ACTIONS TO TAKE:
(1) Answer these questions from the DuPont lobbying passage:
(a) On what date was the lobbying disclosure termination filed?
(b) What filing amount does the termination filing list?
(c) About how much revenue does DuPont de Nemours have?
(2) From the DuPont lobbying passage, print the stretch from "The filing itself" through "a prior engagement.".

Why It Matters
DuPont Specialty Products USA LLC has ended its lobbying relationship with Cross Potomac Consulting LLC, according to a lobbying disclosure termination filed on May 22, 2026. The LDA termination, which took effect April 3, 2026, leaves the firm without one of the country's most recognizable names in specialty chemicals and advanced materials manufacturing.
The filing itself is sparse: no specific issues are listed, no legislation is cited, and the filing amount is $0, which is standard for a termination filing closing out a prior engagement.
Cross Potomac Consulting LLC is a smaller boutique firm, and DuPont de Nemours (the parent company of DuPont Specialty Products USA LLC) is a roughly $6.85 billion revenue enterprise with a broad federal policy footprint. For a firm of Cross Potomac's size, a client of that profile typically represents meaningful revenue.

Point-per-instance localization data:
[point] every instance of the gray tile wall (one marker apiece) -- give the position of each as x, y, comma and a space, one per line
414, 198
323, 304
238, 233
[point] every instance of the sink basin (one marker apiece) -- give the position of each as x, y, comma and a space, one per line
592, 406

PROBLEM SOLUTIONS:
(1)
(a) May 22, 2026
(b) $0
(c) Roughly $6.85 billion

(2)
The filing itself is sparse: no specific issues are listed, no legislation is cited, and the filing amount is $0, which is standard for a termination filing closing out a prior engagement.